** BEGIN Entries **
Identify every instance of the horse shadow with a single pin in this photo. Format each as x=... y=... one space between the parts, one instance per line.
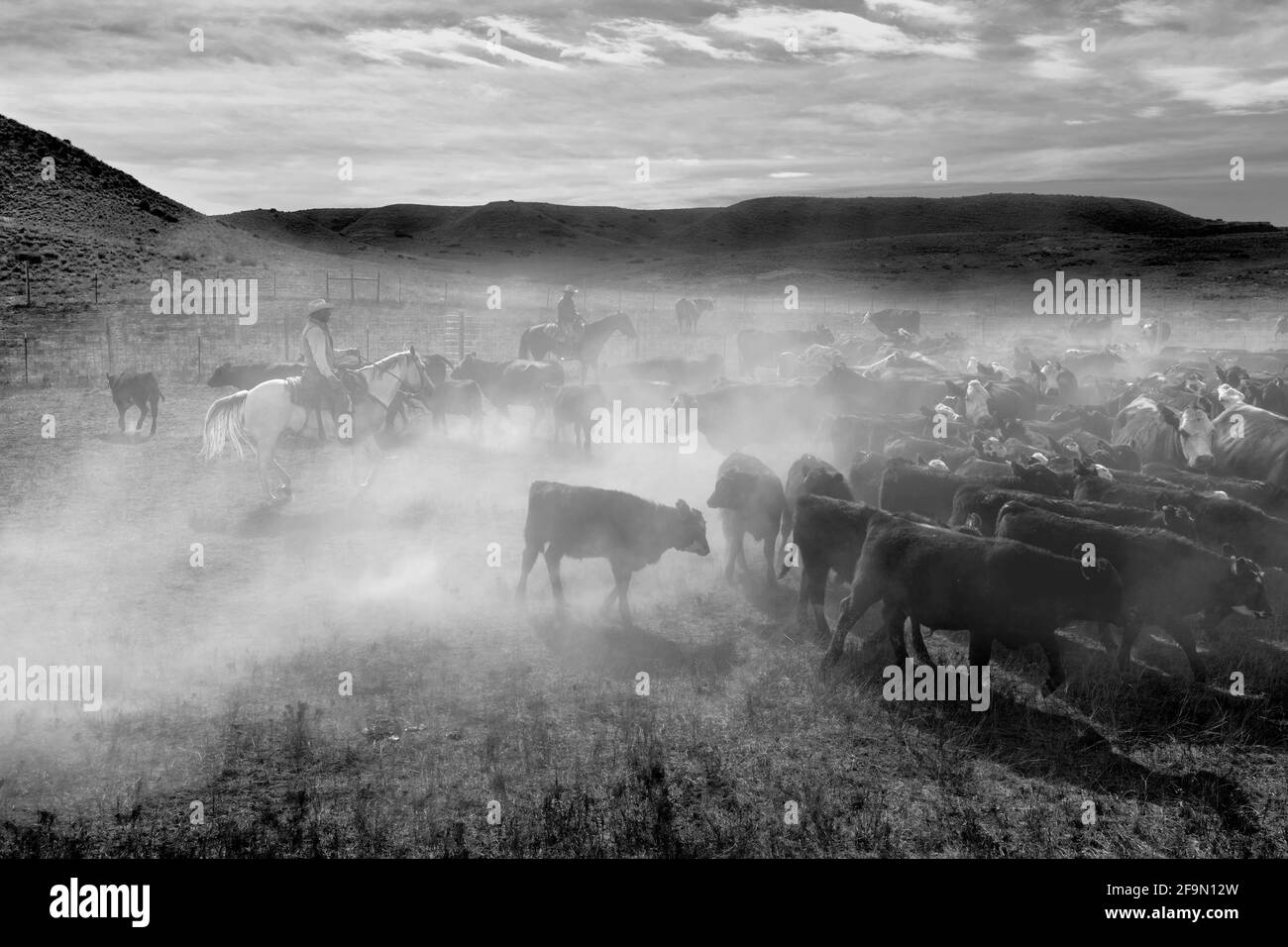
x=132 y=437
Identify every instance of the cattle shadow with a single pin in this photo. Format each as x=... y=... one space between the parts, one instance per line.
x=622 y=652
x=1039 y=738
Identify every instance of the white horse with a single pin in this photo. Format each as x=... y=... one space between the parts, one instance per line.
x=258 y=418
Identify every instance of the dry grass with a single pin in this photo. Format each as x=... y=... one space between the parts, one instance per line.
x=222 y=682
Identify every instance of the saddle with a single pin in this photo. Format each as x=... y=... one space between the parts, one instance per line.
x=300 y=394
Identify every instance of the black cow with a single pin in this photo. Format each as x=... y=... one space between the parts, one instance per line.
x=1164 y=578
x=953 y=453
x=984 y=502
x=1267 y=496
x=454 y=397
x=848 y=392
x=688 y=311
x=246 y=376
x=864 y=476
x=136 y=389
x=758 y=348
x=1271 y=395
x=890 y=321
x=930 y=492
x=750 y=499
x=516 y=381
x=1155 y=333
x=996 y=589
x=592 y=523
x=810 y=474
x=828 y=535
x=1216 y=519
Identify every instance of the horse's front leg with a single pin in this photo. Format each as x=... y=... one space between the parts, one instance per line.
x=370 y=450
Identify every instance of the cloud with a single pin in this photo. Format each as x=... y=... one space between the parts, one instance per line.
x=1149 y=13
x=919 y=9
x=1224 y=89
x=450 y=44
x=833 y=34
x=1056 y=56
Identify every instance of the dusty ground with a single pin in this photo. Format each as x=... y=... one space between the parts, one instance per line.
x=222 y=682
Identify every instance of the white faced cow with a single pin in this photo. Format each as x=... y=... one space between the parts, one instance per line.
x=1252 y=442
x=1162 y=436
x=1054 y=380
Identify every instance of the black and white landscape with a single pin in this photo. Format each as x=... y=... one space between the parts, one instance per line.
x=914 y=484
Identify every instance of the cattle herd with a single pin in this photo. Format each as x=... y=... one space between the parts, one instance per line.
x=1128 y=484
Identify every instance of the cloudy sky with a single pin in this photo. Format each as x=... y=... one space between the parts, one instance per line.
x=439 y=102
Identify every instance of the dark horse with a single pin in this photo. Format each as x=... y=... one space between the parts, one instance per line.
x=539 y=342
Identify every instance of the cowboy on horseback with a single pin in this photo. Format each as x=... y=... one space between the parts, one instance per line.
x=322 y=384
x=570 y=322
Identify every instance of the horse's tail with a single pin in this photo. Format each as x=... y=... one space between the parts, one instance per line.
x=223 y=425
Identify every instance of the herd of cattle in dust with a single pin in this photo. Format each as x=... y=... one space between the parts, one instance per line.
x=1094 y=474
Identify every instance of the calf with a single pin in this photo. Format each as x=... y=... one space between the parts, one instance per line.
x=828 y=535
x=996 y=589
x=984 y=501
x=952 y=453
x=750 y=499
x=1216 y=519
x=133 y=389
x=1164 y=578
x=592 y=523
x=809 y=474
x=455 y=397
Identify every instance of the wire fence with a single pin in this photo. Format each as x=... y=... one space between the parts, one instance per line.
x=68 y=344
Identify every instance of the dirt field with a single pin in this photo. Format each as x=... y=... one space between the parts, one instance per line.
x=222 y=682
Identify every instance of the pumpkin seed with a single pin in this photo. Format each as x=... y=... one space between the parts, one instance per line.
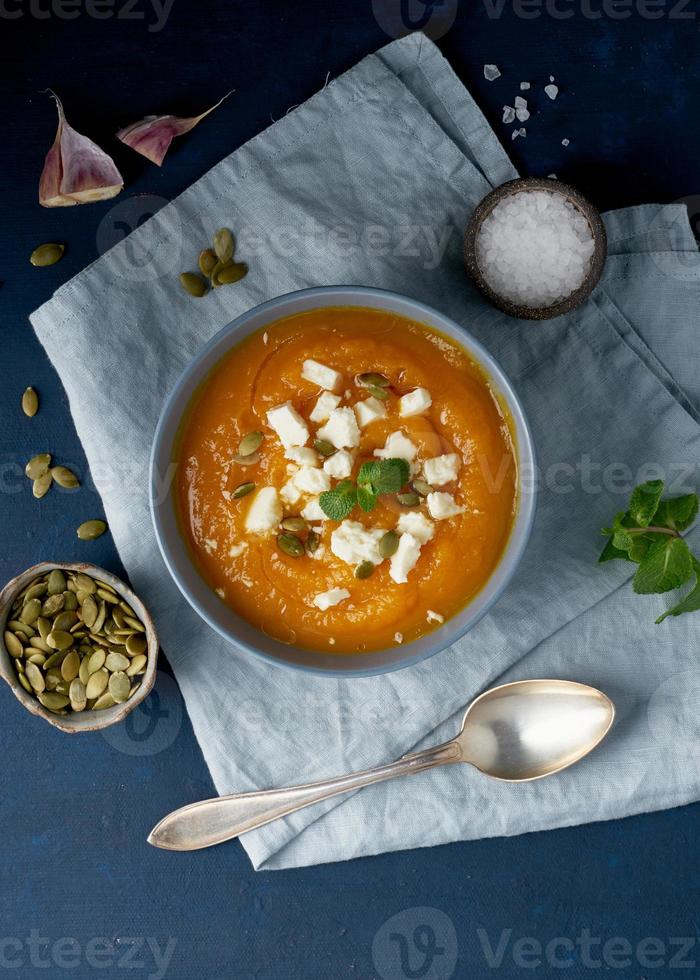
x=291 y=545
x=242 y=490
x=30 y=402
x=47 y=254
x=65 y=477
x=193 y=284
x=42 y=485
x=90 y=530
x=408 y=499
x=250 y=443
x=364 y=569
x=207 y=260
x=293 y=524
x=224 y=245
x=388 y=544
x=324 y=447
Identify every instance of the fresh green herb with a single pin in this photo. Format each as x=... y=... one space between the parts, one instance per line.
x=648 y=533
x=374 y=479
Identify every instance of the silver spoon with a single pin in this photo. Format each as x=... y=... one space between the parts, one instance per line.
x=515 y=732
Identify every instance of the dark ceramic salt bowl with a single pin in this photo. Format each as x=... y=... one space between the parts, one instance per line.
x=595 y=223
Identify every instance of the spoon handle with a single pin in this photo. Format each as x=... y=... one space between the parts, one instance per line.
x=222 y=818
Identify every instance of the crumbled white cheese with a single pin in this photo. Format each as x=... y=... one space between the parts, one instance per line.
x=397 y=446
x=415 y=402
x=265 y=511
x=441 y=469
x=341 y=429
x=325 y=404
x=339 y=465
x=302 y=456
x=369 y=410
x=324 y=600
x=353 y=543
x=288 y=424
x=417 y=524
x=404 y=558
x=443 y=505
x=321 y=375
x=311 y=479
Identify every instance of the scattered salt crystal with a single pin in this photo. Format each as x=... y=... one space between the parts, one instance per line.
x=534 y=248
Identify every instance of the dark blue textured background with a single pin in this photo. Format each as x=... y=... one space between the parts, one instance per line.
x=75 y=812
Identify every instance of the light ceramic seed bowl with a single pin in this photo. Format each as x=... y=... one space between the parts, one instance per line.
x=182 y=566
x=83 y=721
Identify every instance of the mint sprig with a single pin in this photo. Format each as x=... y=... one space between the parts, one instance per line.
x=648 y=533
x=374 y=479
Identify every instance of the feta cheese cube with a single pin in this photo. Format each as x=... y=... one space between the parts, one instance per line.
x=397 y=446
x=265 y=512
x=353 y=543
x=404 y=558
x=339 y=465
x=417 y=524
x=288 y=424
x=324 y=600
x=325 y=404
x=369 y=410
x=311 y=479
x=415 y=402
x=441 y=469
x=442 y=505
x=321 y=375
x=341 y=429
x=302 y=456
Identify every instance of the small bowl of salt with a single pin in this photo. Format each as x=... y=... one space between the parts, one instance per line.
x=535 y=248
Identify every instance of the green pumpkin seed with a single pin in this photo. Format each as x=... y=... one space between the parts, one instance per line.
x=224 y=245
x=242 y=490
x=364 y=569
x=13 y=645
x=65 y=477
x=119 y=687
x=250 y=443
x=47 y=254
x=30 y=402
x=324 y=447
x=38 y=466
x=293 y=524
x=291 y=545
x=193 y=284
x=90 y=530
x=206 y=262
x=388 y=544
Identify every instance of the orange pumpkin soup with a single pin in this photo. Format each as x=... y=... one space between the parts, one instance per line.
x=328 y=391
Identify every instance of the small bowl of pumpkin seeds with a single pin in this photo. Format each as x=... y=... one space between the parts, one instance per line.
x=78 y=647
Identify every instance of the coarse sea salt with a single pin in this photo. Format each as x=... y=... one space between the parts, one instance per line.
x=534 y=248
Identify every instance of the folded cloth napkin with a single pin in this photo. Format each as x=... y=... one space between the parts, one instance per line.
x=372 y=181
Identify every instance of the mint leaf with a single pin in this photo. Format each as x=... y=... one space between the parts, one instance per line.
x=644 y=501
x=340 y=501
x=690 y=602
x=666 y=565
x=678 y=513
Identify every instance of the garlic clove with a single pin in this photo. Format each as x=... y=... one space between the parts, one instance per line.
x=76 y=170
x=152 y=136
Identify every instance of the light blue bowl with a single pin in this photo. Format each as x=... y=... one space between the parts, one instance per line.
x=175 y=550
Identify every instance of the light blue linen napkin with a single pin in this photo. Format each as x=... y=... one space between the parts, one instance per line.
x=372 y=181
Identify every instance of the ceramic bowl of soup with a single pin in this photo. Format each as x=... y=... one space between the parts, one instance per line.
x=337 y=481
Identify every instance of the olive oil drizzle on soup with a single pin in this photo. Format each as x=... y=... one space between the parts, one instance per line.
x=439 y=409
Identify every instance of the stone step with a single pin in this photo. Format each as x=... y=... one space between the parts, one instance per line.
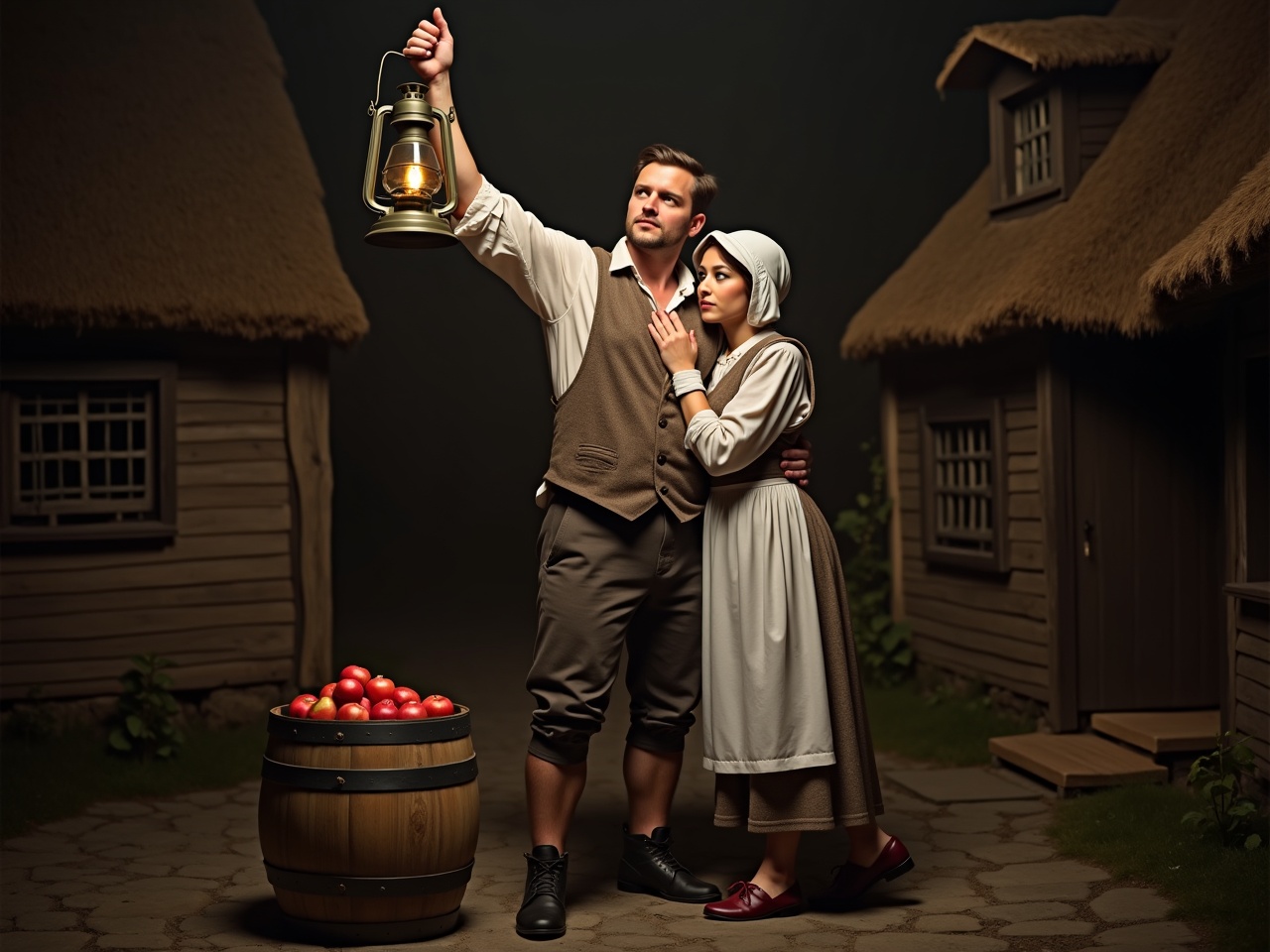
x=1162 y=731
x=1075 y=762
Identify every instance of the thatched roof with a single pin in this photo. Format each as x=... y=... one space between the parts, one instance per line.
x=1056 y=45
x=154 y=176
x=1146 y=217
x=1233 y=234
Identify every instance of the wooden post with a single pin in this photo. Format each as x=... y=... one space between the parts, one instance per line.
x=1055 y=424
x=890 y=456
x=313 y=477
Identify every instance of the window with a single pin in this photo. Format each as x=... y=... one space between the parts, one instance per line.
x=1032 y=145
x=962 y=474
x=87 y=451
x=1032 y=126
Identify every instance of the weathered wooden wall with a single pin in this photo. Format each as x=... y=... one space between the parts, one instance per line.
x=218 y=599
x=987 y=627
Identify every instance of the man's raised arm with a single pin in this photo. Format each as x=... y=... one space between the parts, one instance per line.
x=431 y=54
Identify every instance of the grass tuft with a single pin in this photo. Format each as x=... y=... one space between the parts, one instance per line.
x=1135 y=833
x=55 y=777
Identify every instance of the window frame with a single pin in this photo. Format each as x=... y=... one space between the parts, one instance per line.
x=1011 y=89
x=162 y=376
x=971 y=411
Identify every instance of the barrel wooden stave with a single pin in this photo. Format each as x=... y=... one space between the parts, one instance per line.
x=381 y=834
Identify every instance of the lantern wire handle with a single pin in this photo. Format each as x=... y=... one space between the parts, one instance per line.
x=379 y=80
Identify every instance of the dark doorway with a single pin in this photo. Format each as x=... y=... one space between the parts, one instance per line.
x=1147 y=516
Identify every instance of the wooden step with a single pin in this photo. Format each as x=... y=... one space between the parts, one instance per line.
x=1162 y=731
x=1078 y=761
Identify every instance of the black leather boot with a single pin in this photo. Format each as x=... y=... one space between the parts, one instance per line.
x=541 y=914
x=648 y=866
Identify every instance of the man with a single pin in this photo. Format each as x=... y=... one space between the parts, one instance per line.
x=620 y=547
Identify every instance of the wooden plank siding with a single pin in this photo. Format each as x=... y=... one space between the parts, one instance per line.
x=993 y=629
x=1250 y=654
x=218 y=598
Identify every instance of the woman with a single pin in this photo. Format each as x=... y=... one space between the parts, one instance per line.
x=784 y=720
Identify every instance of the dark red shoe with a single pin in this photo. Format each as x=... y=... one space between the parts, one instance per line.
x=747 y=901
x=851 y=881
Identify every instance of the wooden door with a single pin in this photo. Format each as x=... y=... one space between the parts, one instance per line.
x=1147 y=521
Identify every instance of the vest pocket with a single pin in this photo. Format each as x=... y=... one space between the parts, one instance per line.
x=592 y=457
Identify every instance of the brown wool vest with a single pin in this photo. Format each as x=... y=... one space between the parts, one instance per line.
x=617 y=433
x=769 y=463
** END Entries **
Begin at the line that has "Identify every instance of the woman", stop after the final line of the records, and write out every line in that span again, requests included. Adjust each x and y coordinate in the answers by -79.

■ **Reply**
Identify every instance of the woman with a single pin in this photo. Format each as x=... y=... one space between the parts, one instance per line.
x=705 y=641
Identify every instance of the dark red shoe with a single pin in this photo. Format each as x=... y=... one space between the parts, one instance per line.
x=668 y=822
x=772 y=802
Identify every instance of the wooden door with a single pin in this photo. Format each as x=... y=... one space between the parts, one instance per line.
x=1068 y=442
Identify every instance of the vest pocket with a single pin in this photo. Format each as x=... y=... one space between the parts, one instance per line.
x=513 y=378
Identify every instance of the brown wool vest with a single pin in this photo. Format each as x=... y=... one space between the parts, one instance per line.
x=538 y=354
x=690 y=384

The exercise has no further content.